**The task:** Each line from the one holding "Agricultural drone survey: scan the aerial photo for chin." to the end of the data below must be output verbatim, with no other lines.

━━━ Available data

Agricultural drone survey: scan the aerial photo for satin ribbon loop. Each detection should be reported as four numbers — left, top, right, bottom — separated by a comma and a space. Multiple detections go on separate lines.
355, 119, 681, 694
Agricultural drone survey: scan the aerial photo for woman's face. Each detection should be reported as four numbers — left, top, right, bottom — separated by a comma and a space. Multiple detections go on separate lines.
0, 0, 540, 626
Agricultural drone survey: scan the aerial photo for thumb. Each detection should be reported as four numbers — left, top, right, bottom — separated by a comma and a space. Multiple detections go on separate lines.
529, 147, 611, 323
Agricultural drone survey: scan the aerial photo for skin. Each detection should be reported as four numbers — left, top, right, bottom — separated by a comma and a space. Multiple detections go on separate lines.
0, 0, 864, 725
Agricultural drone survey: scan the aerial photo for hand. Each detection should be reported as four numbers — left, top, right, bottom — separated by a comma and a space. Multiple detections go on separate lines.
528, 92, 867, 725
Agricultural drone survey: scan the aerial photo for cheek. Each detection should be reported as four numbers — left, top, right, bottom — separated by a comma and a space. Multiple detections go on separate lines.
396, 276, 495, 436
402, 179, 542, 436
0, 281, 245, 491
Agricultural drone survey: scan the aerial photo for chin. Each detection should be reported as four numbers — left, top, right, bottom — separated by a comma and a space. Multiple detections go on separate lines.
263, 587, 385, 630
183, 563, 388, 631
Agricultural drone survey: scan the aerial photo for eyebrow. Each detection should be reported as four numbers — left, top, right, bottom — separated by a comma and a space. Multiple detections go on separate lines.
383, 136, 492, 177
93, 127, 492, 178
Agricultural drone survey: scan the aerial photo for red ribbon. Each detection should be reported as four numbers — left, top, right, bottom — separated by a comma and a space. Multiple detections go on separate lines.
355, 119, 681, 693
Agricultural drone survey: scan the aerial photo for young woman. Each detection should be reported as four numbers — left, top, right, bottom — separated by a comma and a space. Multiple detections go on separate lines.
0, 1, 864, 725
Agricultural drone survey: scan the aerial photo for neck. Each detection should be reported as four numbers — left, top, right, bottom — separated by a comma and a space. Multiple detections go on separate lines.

━━━━━━

**Solution:**
Agricultural drone survey: scan the aerial photo for chin. Each detection should be reported as four numbers — left, top, right, bottom — separated by a comma and a space. Multiple detections go on separate lines.
263, 587, 385, 630
183, 563, 388, 631
Agricultural drone survey: scan the aerial photo for eyebrow. Each detection should be reported as four numbers — left, top, right, bottom — separated by a comma and a space. Multiple detections go on separate lines.
383, 136, 492, 177
93, 127, 492, 178
Agricultural drone survey: scan the aerial photo for red ribbon. Each detection should be reported as four numbers — left, top, right, bottom — separated by a comma and a space. Multiple detections go on separate lines.
355, 119, 681, 693
Agricultural drone survey: scan the aerial photo for young woman. Each detection should be reported as four numbers — left, top, right, bottom — separated by a comma and a space. Multiple detections go on separate lines.
0, 1, 864, 725
Agricultural drone survey: scan the aerial photo for neck. Each detection should be reported as four numbers — left, top, right, bottom — separated by a comma and a space. Multiple detections go on separate lines.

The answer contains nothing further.